# Instructions to follow
Add 118 to each coordinate value and write out again every line, from the line containing "water in the image above." through the last line below, including the lines that hold no coordinates.
═══ Data supplied ═══
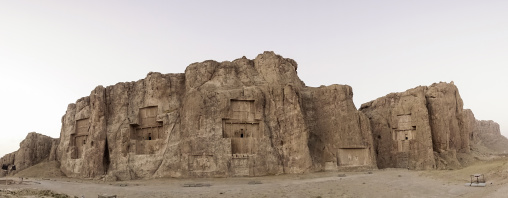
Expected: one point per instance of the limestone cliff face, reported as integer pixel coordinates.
(425, 128)
(401, 130)
(33, 149)
(337, 129)
(487, 134)
(239, 118)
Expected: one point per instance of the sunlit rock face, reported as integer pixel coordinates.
(425, 128)
(34, 149)
(239, 118)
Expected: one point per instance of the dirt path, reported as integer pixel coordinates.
(380, 183)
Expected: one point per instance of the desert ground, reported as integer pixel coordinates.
(373, 183)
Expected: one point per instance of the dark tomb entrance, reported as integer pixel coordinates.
(105, 158)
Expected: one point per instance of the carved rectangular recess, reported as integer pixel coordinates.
(353, 157)
(404, 122)
(242, 109)
(243, 146)
(80, 137)
(148, 117)
(82, 126)
(147, 129)
(241, 127)
(233, 129)
(241, 166)
(202, 163)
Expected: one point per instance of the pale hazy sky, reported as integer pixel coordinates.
(55, 52)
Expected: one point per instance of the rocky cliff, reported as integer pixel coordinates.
(33, 149)
(426, 128)
(253, 118)
(239, 118)
(488, 135)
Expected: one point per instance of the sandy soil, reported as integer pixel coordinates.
(377, 183)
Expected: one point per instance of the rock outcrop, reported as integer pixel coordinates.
(33, 149)
(488, 135)
(239, 118)
(425, 128)
(254, 118)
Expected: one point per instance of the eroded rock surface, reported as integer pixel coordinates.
(239, 118)
(426, 128)
(33, 149)
(253, 118)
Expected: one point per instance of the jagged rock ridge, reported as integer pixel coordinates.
(253, 118)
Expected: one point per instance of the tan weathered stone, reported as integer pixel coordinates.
(239, 118)
(401, 130)
(424, 128)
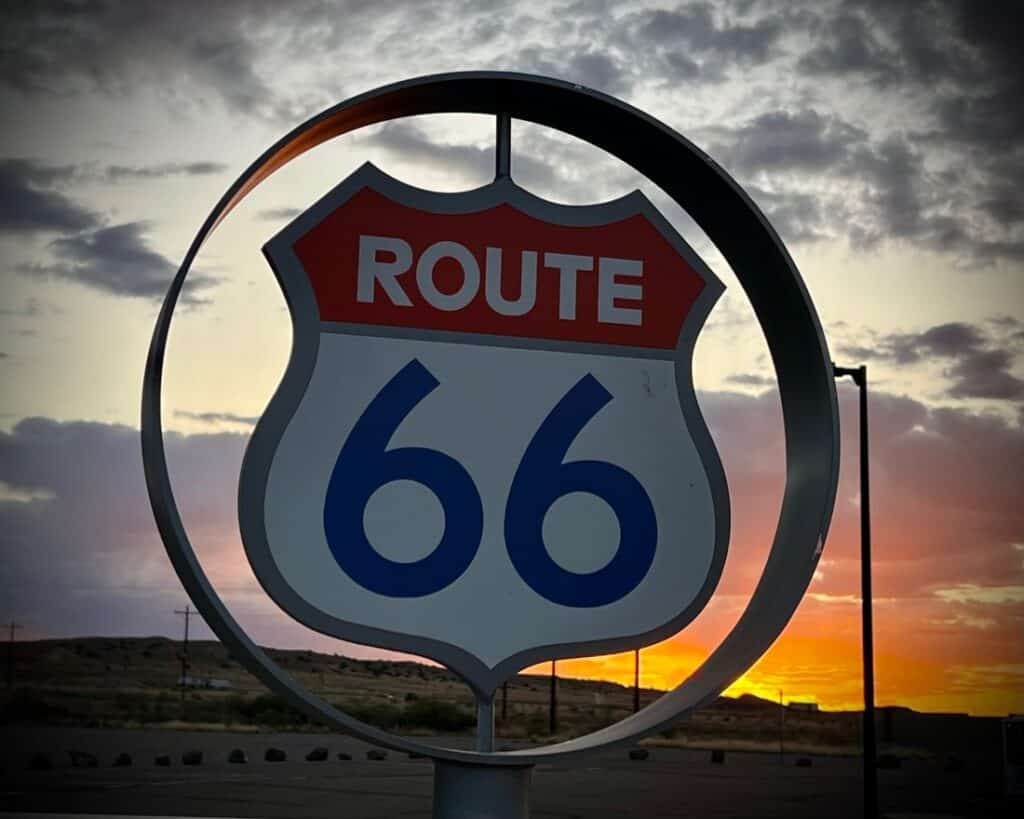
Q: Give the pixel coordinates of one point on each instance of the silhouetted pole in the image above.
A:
(184, 648)
(503, 146)
(553, 706)
(859, 376)
(10, 654)
(781, 729)
(636, 680)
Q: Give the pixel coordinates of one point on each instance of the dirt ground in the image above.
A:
(672, 782)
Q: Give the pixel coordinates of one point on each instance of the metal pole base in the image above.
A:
(480, 791)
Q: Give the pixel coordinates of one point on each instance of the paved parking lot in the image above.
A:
(670, 783)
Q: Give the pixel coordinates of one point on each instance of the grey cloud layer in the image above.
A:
(28, 203)
(116, 259)
(977, 364)
(937, 163)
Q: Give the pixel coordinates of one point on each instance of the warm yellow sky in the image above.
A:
(864, 134)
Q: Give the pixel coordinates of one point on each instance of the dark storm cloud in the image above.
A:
(802, 140)
(972, 362)
(62, 48)
(698, 40)
(89, 535)
(117, 173)
(887, 191)
(118, 260)
(963, 62)
(215, 419)
(28, 203)
(797, 216)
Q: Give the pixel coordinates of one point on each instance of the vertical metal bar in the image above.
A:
(485, 724)
(781, 729)
(870, 749)
(553, 705)
(636, 680)
(859, 376)
(503, 147)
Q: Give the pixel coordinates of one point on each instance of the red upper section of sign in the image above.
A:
(619, 284)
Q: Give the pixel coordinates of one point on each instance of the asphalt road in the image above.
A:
(670, 783)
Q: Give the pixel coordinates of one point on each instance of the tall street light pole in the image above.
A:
(859, 376)
(636, 680)
(553, 705)
(184, 649)
(10, 654)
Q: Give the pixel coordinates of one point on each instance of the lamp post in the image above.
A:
(636, 680)
(859, 376)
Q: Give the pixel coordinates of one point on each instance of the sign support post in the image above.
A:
(470, 783)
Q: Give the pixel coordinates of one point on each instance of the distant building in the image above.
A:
(205, 682)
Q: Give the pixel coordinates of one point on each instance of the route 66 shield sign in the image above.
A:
(485, 448)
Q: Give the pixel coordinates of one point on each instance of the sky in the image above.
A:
(882, 140)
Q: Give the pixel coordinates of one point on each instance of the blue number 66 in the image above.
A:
(542, 477)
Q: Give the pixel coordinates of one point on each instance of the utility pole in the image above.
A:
(10, 654)
(781, 729)
(184, 648)
(636, 680)
(859, 376)
(553, 708)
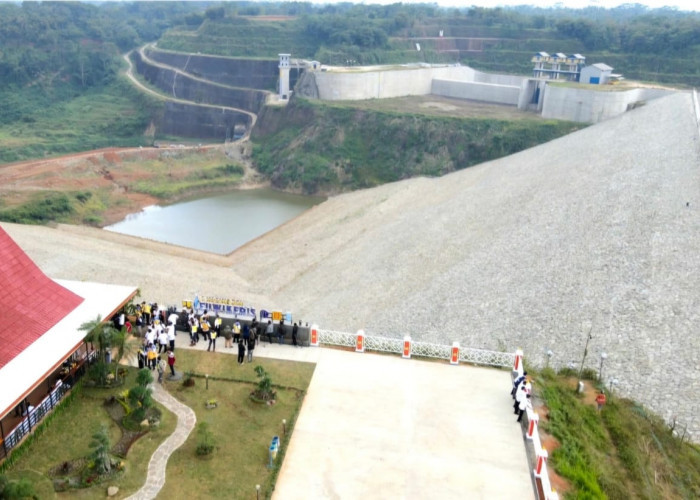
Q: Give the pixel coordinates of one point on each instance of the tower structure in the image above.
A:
(284, 76)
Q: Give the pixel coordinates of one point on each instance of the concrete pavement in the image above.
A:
(375, 426)
(379, 426)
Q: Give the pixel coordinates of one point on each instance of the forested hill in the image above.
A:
(59, 61)
(649, 44)
(76, 43)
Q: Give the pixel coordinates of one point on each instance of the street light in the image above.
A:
(603, 356)
(612, 383)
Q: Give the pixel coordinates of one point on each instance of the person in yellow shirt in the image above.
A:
(194, 330)
(236, 332)
(146, 310)
(205, 326)
(212, 340)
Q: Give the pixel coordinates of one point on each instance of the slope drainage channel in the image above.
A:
(217, 224)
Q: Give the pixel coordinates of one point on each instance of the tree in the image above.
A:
(102, 334)
(100, 453)
(11, 490)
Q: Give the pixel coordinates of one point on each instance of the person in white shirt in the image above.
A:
(171, 336)
(150, 336)
(162, 341)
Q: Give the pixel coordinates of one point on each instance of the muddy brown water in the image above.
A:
(219, 223)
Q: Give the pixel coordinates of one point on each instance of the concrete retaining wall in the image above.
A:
(262, 74)
(487, 92)
(184, 87)
(592, 106)
(381, 84)
(201, 122)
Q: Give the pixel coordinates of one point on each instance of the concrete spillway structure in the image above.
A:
═══
# Result for this task
Q: Give the pixel coordinates of one point on each instance of the muddy brown water in the image above.
A:
(337, 341)
Q: Give the pixel coordinates of one point on each instance of the concrete retaining wall in the image above.
A:
(380, 192)
(605, 210)
(302, 205)
(710, 224)
(499, 202)
(319, 240)
Q: Give the pixel coordinates of one point on each instance of the concrete spillway structure in the image above.
A:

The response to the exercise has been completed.